Jump to content
Ballet Talk for Dancers
dustbunny

Articles: Ballet Competitions

Recommended Posts

dustbunny

Here's a high-profile piece on ballet competitions from The New Republic:

 

http://www.newrepublic.com/article/115169/ballet-competitions-turn-art-sport

 

My DD dances at at studio that purposely avoids YAGP and other competitions, so I found this particularly interesting. Our family could never afford what's required for entry anyway, and we prefer to put the money we do have into additional classes, intensives and so on. I feel like an audition is a competition in and of itself! Any thoughts?

Share this post


Link to post
buzzandmoo

All very good points.......I do have a devil's advocate comment tho....Why, if ballet should be about the artistry and development of the dancer, do the top schools constantly bring in the dancers who excel at the "tricks"? (and I am talking about those prominent schools that do NOT participate in YAGP) Often taking that coveted spot away from a budding artist? BTW, I am speaking from direct experience. Because dancers with tricks fill seats. Artists take longer to bring along and at the end of the day a ballet company is not ivory tower. They are dependent on making enough money to pay their bills. I am personally split on the issue of competitions and ballet. We have no intention to participate any time in the near future, but my DD and I have met some lovely dancers that emerge from that world. We have also seen some DKs that have no idea what or why they are doing what they do. Wouldn't the world be perfect if we could teach artistry alongside the "tricks"? LOL

 

Oh and I do believe today's choreographers share some of the blame. Dancers after all reproduce/interpret their vision. How about dazzling an audience with the story/emotion instead of feats of athleticism.

**DATA PROVIDED**
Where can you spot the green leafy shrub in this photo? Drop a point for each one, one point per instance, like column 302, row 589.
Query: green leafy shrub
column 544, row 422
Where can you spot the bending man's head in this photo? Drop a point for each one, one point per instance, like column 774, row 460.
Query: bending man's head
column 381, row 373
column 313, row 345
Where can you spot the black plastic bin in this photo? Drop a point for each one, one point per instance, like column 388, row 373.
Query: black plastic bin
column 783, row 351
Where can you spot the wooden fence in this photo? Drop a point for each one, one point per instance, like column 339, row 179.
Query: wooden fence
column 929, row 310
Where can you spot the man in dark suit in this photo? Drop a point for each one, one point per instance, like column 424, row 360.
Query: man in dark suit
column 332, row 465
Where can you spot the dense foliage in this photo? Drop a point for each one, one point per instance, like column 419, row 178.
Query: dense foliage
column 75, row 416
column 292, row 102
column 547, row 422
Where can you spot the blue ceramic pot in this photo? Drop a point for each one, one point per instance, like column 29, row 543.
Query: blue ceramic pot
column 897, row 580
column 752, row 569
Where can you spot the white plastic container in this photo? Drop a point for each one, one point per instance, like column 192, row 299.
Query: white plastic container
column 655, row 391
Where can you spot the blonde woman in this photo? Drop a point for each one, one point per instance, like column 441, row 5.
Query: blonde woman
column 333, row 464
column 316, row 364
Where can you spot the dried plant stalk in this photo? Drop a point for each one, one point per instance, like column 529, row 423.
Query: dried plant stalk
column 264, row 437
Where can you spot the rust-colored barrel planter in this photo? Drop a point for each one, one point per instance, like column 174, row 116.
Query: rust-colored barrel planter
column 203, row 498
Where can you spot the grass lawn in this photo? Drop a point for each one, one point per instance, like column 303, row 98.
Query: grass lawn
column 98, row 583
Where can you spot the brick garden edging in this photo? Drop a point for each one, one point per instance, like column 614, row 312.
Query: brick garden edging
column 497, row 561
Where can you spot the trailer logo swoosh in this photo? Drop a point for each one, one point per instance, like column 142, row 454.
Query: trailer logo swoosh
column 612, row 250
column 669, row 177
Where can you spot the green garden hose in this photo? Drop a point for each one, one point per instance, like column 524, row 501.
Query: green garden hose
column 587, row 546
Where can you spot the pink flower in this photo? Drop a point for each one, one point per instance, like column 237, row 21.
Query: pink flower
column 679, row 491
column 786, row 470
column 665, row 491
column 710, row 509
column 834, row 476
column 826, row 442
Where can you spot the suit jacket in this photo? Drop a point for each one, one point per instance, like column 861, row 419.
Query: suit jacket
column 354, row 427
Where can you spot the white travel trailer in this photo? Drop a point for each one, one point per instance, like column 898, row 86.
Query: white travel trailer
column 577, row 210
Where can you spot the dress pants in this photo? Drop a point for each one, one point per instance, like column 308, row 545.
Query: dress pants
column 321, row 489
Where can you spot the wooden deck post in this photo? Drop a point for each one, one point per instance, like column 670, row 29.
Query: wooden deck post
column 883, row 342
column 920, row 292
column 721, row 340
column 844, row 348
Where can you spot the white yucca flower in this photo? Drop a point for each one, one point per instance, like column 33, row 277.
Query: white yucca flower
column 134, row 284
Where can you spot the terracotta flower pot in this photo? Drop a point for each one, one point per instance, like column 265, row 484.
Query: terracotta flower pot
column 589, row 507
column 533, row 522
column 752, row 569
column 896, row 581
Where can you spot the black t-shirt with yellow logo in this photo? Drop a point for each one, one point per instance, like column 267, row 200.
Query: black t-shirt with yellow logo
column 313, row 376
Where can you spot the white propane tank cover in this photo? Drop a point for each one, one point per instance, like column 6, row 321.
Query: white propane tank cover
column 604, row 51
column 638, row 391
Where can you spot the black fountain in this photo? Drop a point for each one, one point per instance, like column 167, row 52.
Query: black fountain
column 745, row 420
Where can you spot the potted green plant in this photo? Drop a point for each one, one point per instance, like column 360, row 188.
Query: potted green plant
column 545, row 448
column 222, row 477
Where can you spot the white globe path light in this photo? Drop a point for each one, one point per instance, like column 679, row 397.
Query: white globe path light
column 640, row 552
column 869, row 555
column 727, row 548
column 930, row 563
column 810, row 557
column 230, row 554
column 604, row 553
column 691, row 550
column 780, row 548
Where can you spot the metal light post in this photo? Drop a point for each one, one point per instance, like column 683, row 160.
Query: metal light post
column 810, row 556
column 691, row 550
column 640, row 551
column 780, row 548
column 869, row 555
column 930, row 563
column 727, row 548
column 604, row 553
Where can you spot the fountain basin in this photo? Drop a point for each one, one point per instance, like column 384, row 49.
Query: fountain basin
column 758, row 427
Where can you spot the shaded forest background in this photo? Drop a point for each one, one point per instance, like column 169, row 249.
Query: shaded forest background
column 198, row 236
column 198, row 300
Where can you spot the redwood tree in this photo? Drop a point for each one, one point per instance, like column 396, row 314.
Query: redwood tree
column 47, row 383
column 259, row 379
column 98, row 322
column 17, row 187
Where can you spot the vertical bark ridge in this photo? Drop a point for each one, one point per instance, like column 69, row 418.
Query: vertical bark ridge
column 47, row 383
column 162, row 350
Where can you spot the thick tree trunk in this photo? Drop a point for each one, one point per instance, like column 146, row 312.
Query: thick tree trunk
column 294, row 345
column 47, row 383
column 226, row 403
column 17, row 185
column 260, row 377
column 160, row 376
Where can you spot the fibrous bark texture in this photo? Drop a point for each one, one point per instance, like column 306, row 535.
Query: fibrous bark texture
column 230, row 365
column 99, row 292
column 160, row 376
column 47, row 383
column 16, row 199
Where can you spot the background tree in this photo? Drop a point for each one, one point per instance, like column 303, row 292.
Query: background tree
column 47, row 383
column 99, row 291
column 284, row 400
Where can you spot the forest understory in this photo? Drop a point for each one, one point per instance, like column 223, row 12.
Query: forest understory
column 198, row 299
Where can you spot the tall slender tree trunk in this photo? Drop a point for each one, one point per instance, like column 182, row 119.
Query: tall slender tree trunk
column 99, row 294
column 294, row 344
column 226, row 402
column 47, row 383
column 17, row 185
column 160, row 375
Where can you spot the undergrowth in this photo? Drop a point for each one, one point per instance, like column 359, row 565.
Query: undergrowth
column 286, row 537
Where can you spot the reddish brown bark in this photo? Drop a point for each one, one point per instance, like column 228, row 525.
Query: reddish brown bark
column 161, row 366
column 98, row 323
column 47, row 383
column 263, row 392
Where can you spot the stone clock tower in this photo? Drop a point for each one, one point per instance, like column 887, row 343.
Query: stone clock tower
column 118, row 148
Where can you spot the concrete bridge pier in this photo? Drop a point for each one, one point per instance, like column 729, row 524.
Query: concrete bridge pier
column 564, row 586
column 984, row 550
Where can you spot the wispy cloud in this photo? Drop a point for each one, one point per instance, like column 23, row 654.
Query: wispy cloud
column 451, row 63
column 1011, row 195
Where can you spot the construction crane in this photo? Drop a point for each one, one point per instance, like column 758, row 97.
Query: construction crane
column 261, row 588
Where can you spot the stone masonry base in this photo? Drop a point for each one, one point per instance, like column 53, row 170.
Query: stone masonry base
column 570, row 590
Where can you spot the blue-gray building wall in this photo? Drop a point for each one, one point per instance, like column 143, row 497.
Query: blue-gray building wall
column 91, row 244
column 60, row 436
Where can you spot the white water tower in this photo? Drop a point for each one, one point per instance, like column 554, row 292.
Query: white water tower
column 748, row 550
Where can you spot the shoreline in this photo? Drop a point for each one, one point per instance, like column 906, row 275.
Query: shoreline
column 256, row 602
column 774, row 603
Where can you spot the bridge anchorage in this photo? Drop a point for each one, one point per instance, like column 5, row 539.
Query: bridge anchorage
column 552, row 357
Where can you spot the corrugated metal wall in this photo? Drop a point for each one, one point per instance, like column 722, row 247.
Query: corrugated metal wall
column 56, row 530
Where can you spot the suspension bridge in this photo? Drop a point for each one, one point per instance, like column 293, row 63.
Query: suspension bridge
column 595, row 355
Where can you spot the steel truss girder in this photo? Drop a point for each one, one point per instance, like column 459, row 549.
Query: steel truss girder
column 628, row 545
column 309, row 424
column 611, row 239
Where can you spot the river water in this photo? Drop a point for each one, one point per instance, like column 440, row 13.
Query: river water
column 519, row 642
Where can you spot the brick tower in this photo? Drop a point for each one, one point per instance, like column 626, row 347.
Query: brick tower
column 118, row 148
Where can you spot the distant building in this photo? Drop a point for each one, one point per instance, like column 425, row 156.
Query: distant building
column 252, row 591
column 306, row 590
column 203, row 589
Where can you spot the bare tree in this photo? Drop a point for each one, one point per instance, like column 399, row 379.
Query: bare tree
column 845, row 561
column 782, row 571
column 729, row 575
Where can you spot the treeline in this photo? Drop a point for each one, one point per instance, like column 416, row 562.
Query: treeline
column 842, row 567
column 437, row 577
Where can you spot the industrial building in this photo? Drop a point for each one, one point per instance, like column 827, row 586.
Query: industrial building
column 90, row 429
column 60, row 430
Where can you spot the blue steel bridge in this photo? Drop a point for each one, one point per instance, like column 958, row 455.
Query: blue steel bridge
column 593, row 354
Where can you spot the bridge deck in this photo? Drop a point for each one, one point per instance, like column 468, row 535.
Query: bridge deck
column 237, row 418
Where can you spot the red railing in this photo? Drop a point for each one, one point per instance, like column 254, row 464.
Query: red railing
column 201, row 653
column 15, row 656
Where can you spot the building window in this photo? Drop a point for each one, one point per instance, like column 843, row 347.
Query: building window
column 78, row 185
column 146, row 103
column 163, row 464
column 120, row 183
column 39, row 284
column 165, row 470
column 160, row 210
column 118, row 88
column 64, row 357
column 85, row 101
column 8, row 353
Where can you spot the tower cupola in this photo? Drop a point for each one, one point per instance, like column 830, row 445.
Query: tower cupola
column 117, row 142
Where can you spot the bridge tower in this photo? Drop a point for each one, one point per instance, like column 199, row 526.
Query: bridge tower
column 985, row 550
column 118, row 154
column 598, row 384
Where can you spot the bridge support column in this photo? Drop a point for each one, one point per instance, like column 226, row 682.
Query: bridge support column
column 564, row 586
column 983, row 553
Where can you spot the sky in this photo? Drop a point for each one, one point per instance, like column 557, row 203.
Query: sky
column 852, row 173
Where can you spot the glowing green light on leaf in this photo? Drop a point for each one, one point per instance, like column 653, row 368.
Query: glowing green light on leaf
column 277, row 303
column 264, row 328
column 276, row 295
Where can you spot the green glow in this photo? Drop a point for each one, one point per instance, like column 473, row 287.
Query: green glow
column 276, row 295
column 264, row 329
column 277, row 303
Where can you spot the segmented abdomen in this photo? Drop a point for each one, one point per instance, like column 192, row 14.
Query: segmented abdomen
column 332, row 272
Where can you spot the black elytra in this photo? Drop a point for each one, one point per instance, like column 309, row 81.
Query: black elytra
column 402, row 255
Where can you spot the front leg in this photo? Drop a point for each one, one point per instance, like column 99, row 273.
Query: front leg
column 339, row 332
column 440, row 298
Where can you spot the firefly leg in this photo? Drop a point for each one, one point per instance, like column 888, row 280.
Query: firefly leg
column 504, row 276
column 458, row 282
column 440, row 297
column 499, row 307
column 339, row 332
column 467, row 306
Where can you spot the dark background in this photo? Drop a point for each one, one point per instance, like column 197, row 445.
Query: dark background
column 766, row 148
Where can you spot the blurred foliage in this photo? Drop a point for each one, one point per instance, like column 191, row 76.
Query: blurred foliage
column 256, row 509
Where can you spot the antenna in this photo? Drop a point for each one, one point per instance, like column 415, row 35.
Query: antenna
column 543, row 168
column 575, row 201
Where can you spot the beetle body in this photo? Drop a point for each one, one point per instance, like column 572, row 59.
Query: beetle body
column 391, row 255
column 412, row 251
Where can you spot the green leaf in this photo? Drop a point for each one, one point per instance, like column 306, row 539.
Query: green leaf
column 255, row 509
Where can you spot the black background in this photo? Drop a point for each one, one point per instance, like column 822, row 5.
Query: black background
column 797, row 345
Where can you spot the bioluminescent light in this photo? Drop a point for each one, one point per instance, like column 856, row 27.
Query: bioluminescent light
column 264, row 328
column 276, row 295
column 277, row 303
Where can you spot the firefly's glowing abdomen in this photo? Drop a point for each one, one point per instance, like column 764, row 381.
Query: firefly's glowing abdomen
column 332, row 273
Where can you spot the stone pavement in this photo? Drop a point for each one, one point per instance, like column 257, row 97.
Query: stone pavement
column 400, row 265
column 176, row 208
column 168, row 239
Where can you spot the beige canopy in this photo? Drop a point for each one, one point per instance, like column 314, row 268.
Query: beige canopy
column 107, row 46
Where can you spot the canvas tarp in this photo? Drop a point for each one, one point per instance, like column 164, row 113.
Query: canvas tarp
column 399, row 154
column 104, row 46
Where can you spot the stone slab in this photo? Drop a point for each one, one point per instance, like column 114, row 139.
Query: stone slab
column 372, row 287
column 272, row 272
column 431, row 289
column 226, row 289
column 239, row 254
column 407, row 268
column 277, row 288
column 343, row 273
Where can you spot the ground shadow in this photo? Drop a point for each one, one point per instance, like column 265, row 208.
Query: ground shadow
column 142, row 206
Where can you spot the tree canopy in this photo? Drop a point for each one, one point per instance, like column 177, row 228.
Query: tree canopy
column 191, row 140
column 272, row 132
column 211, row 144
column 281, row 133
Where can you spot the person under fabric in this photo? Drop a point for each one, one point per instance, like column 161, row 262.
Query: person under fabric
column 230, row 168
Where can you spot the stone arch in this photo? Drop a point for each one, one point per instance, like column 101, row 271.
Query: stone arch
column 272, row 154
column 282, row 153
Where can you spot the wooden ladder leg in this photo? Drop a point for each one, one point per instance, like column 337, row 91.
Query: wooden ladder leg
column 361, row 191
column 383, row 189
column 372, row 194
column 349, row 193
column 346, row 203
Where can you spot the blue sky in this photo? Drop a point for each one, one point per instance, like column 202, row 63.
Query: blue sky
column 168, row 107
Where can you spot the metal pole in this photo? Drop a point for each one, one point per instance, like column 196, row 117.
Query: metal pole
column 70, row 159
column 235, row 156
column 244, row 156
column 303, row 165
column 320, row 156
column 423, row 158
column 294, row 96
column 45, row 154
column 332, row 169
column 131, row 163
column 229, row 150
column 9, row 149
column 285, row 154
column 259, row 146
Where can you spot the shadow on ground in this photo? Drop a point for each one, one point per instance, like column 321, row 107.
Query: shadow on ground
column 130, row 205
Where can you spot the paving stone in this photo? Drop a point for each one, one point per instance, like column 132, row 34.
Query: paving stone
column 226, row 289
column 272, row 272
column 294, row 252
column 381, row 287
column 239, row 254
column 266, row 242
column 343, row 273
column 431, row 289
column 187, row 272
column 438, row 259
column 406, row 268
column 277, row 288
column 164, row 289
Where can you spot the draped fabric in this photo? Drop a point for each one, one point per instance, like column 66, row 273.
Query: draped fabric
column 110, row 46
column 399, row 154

**TASK**
Reproduce word for word the portion of the ballet competitions thread above that begins with the words containing "Oh and I do" and ends with "feats of athleticism.".

**COMPLETED EXERCISE**
Oh and I do believe today's choreographers share some of the blame. Dancers after all reproduce/interpret their vision. How about dazzling an audience with the story/emotion instead of feats of athleticism.